§ **Text segment**:
□ □ □ □ □
19.5.04

IAIS

SINN FEIN TO CHALLENGE IMC FINE IN COURT
05/19/04 06:46 EST

British government moves to fine Sinn Fein over alleged
continued paramilitary activity by the IRA are to be
challenged in the courts, the party said today.

Sinn Fein Assembly member Bairbre de Brun confirmed the move
and also condemned the IMC (Independent Monitoring
Commission" whose report last month prompted the fines.

The IMC was set up at the behest of Ulster Unionist leader
David Trimble last year.

The West Belfast MLA said: "The IMC was established by the
British and Irish governments last year. It is clearly in
contravention of the Good Friday Agreement. The role of the
IMC was to facilitate the exclusion of Sinn Fein, to soft
pedal on unionist violence and to ignore totally the
behaviour of the British government, the party most in
breach of the Agreement. The IMC is not independent, that
much is obvious from its remit, its membership and the fact
that it bases its decisions on reports from the PSNI, the
British Army and the securocrats."

Last month the Monitoring Commission claimed it had evidence
that the IRA and loyalist paramilitary groups remained
active and were involved in a variety of illegal activities.

IMC members warned Sinn Fein that they could reveal the
identities of senior members of the party in alleged
leadership roles within the IRA.

Republicans have been angered by the establishment by the
British and Irish governments of the commission and were
furious when on the back of the first IMC report, the
Northern Ireland Secretary Paul Murphy imposed fines on Sinn
Fein and the loyalist Progressive Unionist Party.

The commission`s members are former Northern Ireland
Assembly Speaker Lord Alderdice, ex-Metropolitan Police
anti-terrorist squad chief John Grieve, retired Irish civil
servant Joe Brosnan and ex-United States CIA deputy director
Richard Kerr.

Ms de Brun, Sinn Fein`s European Parliament candidate in
Northern Ireland, denounced the IMC`s report as a proxy
report by members of the British military and intelligence
establishment opposed to the peace process.

The former Stormont Health Minister said: "The
recommendations are clearly discriminatory and subvert the
democratic and electoral rights and mandate of Sinn Fein and
our electorate. We already stated that we would challenge
this attack on our party with every means at our disposal
and at every door we go to in the upcoming election
campaign. We have now taken a decision to challenge the
British Government sanction against our party through the
courts."

"The British government action is a breach of the European
Convention on human rights and we intend to challenge this
through the courts in the coming period," said Ms de Brun.

Meanwhile, Sinn Fein chairman Mitchell McLaughlin has said
that the British and Irish governments should initiate a
programme to deliver on aspects of the Good Friday Agreement
that do not depend on the participation of unionists.

During a visit to London yesterday, Mr. McLaughlin said the
two governments could not allow a unionist lack of
self-confidence to delay delivery on equality, policing,
demilitarisation and all-Ireland functions.

These issues were basic entitlements and did not depend on
the existence of the assembly, he said.
□ □ □ □ □
§ **Information given**:
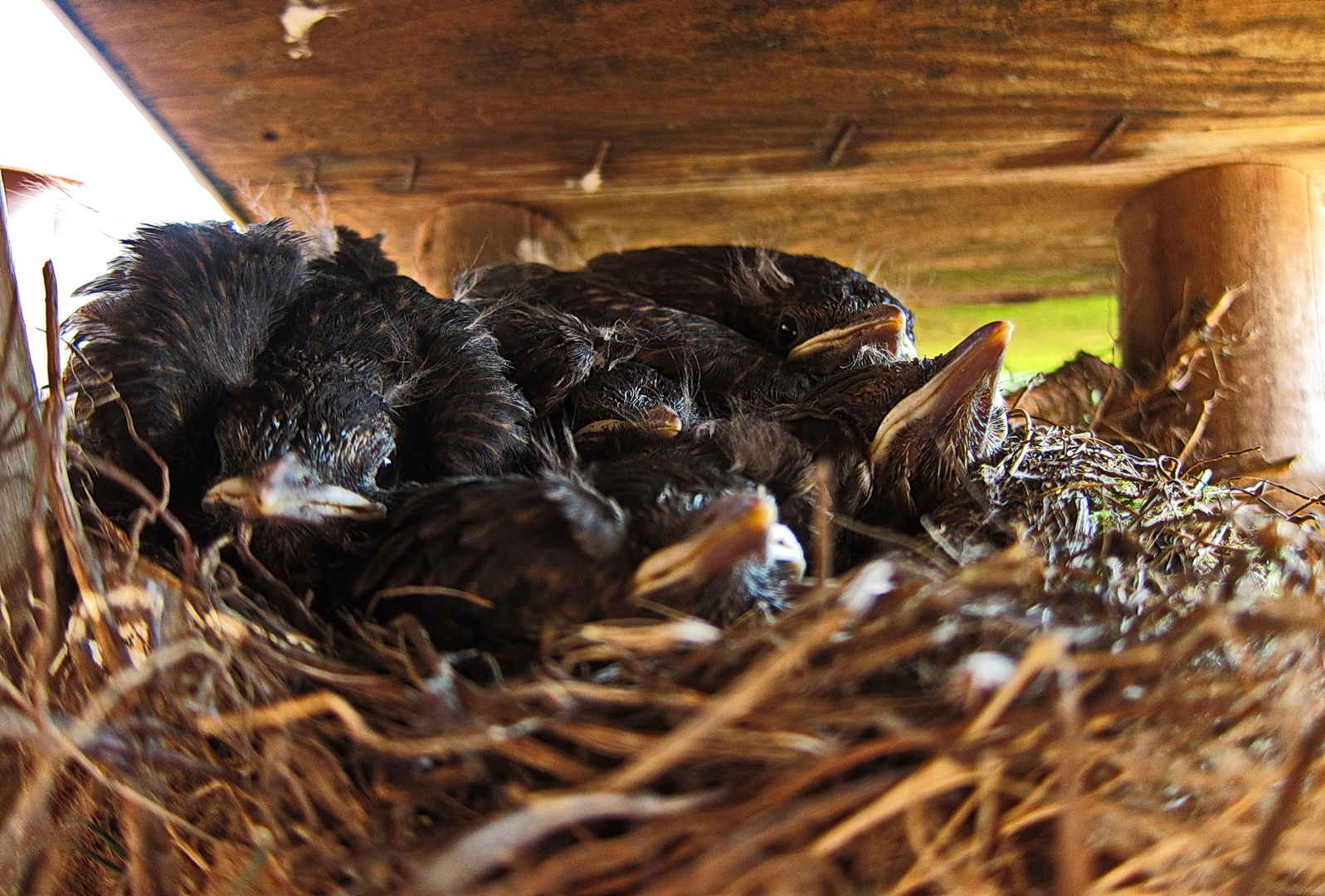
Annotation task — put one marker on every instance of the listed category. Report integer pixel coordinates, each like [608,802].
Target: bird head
[628,405]
[734,543]
[310,446]
[927,441]
[792,299]
[878,334]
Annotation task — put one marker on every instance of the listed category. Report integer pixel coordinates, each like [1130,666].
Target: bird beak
[738,527]
[883,326]
[967,379]
[657,421]
[286,489]
[783,549]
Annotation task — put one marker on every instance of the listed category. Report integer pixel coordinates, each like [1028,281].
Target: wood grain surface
[961,151]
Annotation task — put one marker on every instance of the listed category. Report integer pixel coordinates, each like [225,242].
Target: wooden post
[1186,240]
[17,454]
[464,236]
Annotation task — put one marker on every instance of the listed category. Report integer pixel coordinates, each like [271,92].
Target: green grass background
[1049,332]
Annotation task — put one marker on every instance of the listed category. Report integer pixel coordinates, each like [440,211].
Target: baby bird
[728,368]
[776,299]
[326,387]
[484,561]
[901,438]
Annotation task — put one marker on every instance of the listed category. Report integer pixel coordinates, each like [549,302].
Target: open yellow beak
[967,372]
[737,527]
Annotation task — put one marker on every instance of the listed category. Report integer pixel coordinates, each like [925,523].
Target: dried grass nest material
[1096,676]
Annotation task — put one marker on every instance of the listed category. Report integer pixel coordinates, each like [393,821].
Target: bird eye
[787,332]
[386,477]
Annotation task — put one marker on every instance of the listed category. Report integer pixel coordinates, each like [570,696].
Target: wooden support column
[468,235]
[1185,241]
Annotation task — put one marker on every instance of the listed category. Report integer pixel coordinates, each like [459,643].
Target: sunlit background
[62,115]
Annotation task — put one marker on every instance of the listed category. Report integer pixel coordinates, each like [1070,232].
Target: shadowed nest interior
[1100,674]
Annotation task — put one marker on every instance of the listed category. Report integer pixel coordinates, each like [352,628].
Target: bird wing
[464,415]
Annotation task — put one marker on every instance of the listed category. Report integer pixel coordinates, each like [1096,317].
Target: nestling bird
[295,405]
[552,550]
[901,438]
[728,368]
[776,299]
[663,492]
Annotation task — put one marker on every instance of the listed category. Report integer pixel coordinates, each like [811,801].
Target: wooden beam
[1187,240]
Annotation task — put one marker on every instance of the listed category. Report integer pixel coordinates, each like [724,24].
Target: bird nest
[1098,674]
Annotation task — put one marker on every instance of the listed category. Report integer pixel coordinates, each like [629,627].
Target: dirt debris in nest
[1098,674]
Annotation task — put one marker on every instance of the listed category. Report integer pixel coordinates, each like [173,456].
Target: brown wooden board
[967,151]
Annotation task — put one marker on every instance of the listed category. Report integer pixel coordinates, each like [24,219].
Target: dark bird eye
[787,332]
[386,476]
□ □ □ □ □
Write out the passage of the news report on Sinn Fein's court challenge word for word, starting with "During a visit" and going on through "assembly, he said.".

During a visit to London yesterday, Mr. McLaughlin said the
two governments could not allow a unionist lack of
self-confidence to delay delivery on equality, policing,
demilitarisation and all-Ireland functions.

These issues were basic entitlements and did not depend on
the existence of the assembly, he said.